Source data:
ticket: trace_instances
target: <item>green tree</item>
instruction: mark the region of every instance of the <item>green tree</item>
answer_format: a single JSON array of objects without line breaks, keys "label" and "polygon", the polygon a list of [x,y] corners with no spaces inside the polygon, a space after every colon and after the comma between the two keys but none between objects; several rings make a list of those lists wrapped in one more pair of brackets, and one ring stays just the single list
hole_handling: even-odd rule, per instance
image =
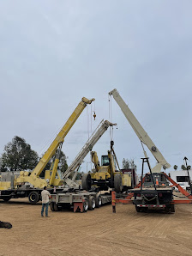
[{"label": "green tree", "polygon": [[123,159],[123,164],[122,164],[123,169],[135,169],[136,170],[136,165],[134,162],[134,160],[129,160],[129,159]]},{"label": "green tree", "polygon": [[12,142],[4,147],[1,157],[1,171],[32,170],[38,162],[38,154],[32,150],[24,138],[15,136]]}]

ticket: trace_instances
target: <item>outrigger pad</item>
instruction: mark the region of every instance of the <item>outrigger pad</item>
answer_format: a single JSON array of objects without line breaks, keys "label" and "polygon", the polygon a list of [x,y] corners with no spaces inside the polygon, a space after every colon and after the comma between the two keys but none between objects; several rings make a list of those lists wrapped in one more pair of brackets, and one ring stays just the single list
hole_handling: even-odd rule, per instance
[{"label": "outrigger pad", "polygon": [[0,221],[0,228],[11,229],[12,225],[9,222],[3,222]]}]

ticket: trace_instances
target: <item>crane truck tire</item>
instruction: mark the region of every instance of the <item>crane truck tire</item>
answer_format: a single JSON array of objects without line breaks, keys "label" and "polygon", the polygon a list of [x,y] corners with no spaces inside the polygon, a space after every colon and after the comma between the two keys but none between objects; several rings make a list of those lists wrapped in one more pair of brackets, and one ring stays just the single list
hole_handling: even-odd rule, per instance
[{"label": "crane truck tire", "polygon": [[95,198],[89,197],[88,198],[88,210],[93,210],[95,209]]},{"label": "crane truck tire", "polygon": [[91,189],[92,178],[89,174],[85,174],[82,175],[81,186],[82,186],[82,189],[85,189],[87,191],[89,191]]},{"label": "crane truck tire", "polygon": [[139,207],[139,206],[135,205],[135,210],[136,210],[137,212],[141,212],[141,207]]},{"label": "crane truck tire", "polygon": [[39,201],[39,195],[36,191],[33,191],[28,195],[29,203],[35,204]]},{"label": "crane truck tire", "polygon": [[53,203],[53,202],[51,202],[51,203],[50,203],[50,209],[51,209],[52,211],[55,211],[55,209],[54,209],[53,205],[54,205],[54,203]]},{"label": "crane truck tire", "polygon": [[88,210],[88,200],[87,198],[84,198],[84,202],[83,202],[83,212],[87,212]]},{"label": "crane truck tire", "polygon": [[95,198],[95,207],[99,208],[102,204],[102,199],[100,195],[97,195]]},{"label": "crane truck tire", "polygon": [[115,192],[120,192],[123,190],[122,175],[120,174],[115,174],[115,177],[114,177],[114,189],[115,189]]}]

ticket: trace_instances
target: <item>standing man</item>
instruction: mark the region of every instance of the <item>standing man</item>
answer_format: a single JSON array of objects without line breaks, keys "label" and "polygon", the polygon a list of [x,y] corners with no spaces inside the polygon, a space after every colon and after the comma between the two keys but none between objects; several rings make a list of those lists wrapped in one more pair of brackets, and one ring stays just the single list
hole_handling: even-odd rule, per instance
[{"label": "standing man", "polygon": [[45,216],[48,216],[48,208],[49,208],[49,198],[51,198],[50,192],[46,190],[46,186],[44,187],[44,190],[41,192],[42,198],[42,209],[41,209],[41,216],[44,216],[44,208],[45,207]]}]

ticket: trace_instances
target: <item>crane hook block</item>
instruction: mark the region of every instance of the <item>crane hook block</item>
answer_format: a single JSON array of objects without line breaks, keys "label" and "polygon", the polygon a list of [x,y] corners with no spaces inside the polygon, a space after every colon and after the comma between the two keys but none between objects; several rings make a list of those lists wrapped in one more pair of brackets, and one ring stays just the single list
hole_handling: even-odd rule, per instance
[{"label": "crane hook block", "polygon": [[94,111],[94,113],[93,113],[93,118],[94,118],[94,120],[95,120],[95,118],[96,118],[95,111]]}]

## [WORK INSTRUCTIONS]
Transcribe the records above exactly, leaving out every picture.

## [CORRECT ANSWER]
ticket: trace_instances
target: <item>green tree</item>
instruction: mark the region of every instance of the <item>green tree</item>
answer_format: a single JSON array of objects without line breaks, keys "label" and "polygon", the polygon a list of [x,y] corners with no spaces inside the polygon, a space after every colon and after the comma between the two keys but none between objects; several rings make a list of those lists wrapped in one more pair of brackets, and one ring stays just the single list
hole_handling: even-odd rule, per instance
image =
[{"label": "green tree", "polygon": [[123,159],[123,164],[122,164],[123,169],[135,169],[136,170],[136,165],[134,162],[134,160],[129,160],[129,159]]},{"label": "green tree", "polygon": [[12,142],[4,147],[1,157],[1,171],[32,170],[38,162],[38,154],[32,150],[24,138],[15,136]]}]

ticket: trace_instances
target: <item>outrigger pad</item>
instruction: mark the region of every instance of the <item>outrigger pad</item>
answer_format: a single JSON array of objects without line breaks, keys "label" and "polygon", the polygon a list of [x,y] corners with no spaces inside the polygon, a space after every colon and after the comma between the two keys but none between objects; several rings make a list of those lists wrapped in one more pair of brackets, and one ring stays just the single list
hole_handling: even-odd rule, per instance
[{"label": "outrigger pad", "polygon": [[0,221],[0,228],[11,229],[12,225],[9,222],[3,222]]}]

ticket: trace_instances
target: <item>crane truck tire</item>
instruction: mark the region of every instance of the <item>crane truck tire</item>
answer_format: a single JSON array of objects without line breaks, keys "label" and "polygon", the polygon a list of [x,y] corners with no spaces inside the polygon, a space after every colon and after the comma between the two keys but none between objects; several rings make a list of those lists wrapped in one more pair of brackets, and one ring stays just the single list
hole_handling: even-odd rule, per instance
[{"label": "crane truck tire", "polygon": [[95,198],[89,197],[88,198],[88,210],[93,210],[95,209]]},{"label": "crane truck tire", "polygon": [[91,189],[92,178],[89,174],[85,174],[82,175],[81,186],[82,186],[82,189],[85,189],[87,191],[89,191]]},{"label": "crane truck tire", "polygon": [[139,207],[139,206],[135,205],[135,210],[136,210],[137,212],[141,212],[141,207]]},{"label": "crane truck tire", "polygon": [[39,201],[39,195],[36,191],[33,191],[28,195],[29,203],[35,204]]},{"label": "crane truck tire", "polygon": [[53,203],[53,202],[51,202],[51,203],[50,203],[50,209],[51,209],[52,211],[55,211],[55,209],[54,209],[53,205],[54,205],[54,203]]},{"label": "crane truck tire", "polygon": [[88,210],[88,200],[87,198],[84,198],[84,202],[83,202],[83,212],[87,212]]},{"label": "crane truck tire", "polygon": [[95,198],[95,207],[99,208],[102,204],[102,199],[100,195],[97,195]]},{"label": "crane truck tire", "polygon": [[115,192],[120,192],[123,190],[122,175],[120,174],[115,174],[115,177],[114,177],[114,189],[115,189]]}]

ticket: trace_instances
target: <item>standing man</item>
instruction: mark the region of every instance of the <item>standing man</item>
answer_format: a single JSON array of objects without line breaks, keys "label" and "polygon", the polygon a list of [x,y] corners with no spaces inside the polygon, a space after every colon and after the comma between the two keys but none between objects; several rings make a list of those lists wrapped in one more pair of brackets, and one ring stays just the single list
hole_handling: even-odd rule, per instance
[{"label": "standing man", "polygon": [[45,216],[48,216],[48,208],[49,208],[49,198],[51,198],[50,192],[46,190],[46,186],[44,187],[44,190],[41,192],[42,198],[42,209],[41,209],[41,216],[44,216],[44,208],[45,207]]}]

ticket: trace_instances
target: <item>crane hook block</item>
instruction: mark the region of every instance of the <item>crane hook block</item>
answer_format: a single JSON array of objects without line breaks, keys "label" and "polygon", the polygon a list of [x,y] corners with no spaces inside the polygon, a space after every colon and after the comma between the two keys but none between objects; several rings make a list of those lists wrapped in one more pair of brackets, and one ring stays just the single list
hole_handling: even-odd rule, per instance
[{"label": "crane hook block", "polygon": [[94,111],[94,113],[93,113],[93,118],[94,118],[94,120],[95,120],[95,118],[96,118],[95,111]]}]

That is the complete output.